PARTS OF THE EXERCISE:
1. According to the Social Security editorial, in what year do the program's trustees project its trust funds will be depleted?
2. Write the next paragraph of the Social Security editorial, picking up right after its last sentence.

DOCUMENT PASSAGE:
When previous administrations needed to reform Social Security, they took predictable steps: They increased the amount collected to anticipate baby boomer retirements, raised the age at which beneficiaries would receive the full payment, adjusted the rate of payment increase to more closely match inflation. These steps were significant and sometimes controversial, but there wasn’t much question of what the goal was or how the change would affect the long-term health of Social Security.
Privatizing a part of the system, as the Bush administration is considering, however, raises those questions. The current administration doesn’t have a specific plan yet but President Bush has made it clear that he intends to use partial privatization to address a coming shortfall in Social Security payments. The president may be able to make the case that this is a good idea, but he hasn’t made it yet and rather than create a sense of crisis to force privatization through Congress, he would do better to proceed slowly and spend a lot of time explaining the details of his proposal.
The severity of the shortfall is debatable; Social Security’s board of trustees projects the program’s trust funds will be depleted by 2042, reducing the amount to be paid out to only what was being paid in, about 73 percent of what is needed. Unlike reforms carried out in 1977 and 1983, there is more time to act now, which suggests that more modest changes could make payments sustainable for decades more. Privatizing part of the system could take many forms – from letting workers invest a significant portion of the money on their own to having the government direct a small percentage of the total
to a few index funds.

EXTRACTED MATERIAL:
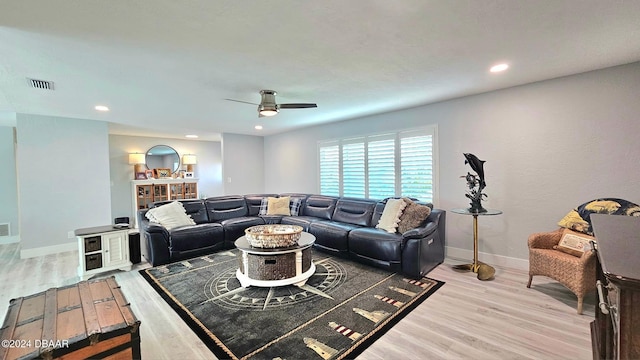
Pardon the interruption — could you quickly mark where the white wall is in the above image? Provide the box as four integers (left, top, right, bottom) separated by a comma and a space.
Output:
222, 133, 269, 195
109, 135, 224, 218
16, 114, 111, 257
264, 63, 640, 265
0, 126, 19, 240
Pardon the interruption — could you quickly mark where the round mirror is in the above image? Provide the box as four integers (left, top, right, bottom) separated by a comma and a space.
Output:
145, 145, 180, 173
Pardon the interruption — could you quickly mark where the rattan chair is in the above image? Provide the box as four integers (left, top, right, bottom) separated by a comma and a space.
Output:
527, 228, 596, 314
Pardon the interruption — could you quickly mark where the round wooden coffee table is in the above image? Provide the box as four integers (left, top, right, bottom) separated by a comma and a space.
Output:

==

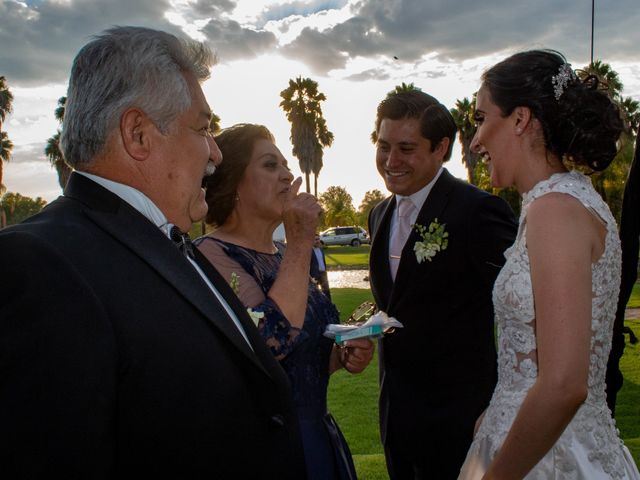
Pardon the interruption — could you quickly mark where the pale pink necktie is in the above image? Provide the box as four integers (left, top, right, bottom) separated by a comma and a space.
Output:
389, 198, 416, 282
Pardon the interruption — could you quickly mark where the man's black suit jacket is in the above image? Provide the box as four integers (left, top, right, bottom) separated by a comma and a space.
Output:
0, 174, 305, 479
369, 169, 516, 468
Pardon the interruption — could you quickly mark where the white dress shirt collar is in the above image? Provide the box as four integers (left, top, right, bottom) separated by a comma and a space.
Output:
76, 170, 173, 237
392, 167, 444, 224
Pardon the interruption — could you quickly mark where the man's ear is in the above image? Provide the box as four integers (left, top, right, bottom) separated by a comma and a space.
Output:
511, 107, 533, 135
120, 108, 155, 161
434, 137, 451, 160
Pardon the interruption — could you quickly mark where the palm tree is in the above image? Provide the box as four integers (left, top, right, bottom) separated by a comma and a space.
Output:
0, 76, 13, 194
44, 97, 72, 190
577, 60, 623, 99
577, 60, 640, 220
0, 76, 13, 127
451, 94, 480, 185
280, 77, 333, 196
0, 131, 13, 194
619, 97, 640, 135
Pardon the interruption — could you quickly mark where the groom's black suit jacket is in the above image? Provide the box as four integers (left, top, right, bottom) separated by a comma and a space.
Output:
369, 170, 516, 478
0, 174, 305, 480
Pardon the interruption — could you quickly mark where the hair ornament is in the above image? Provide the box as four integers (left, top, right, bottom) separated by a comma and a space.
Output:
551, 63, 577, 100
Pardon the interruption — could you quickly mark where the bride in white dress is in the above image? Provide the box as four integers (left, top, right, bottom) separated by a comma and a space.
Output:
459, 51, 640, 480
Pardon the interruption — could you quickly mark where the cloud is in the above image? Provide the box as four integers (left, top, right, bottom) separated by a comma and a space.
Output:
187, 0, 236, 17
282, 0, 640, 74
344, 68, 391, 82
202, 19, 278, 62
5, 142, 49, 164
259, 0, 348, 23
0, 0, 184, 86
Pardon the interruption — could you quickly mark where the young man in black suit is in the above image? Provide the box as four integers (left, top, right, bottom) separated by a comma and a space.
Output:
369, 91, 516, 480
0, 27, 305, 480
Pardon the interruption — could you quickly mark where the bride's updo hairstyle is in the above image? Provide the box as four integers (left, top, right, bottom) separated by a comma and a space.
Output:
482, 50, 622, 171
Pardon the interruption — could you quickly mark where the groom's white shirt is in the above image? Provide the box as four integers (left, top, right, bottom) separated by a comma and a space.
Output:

RESULTS OF THE EXERCISE:
1. 2042

2.
If the purpose of this is to stabilize the long-term outlook for Social Security, the added interest from stocks would be offset by lower payments from Washington, which itself would be raising more money from private markets to make up for the loss in the payroll tax. Add to this the potential problem of a lot of people with limited experience trying to make their retirement money beat the Treasury-plus-broker-fee rates and it is difficult to see how the nation grows its way out of its Social Security problem.
Difficult, though not impossible, which is where the Bush administration could begin its explaining. For instance, financial experts say privatization would be a bonanza for financial-services companies. Stock market investments are more profitable than bond market investments because of exchange fees and broker commissions. Small, “odd lot” stock market transactions are the most profitable of all. Would those be prohibited?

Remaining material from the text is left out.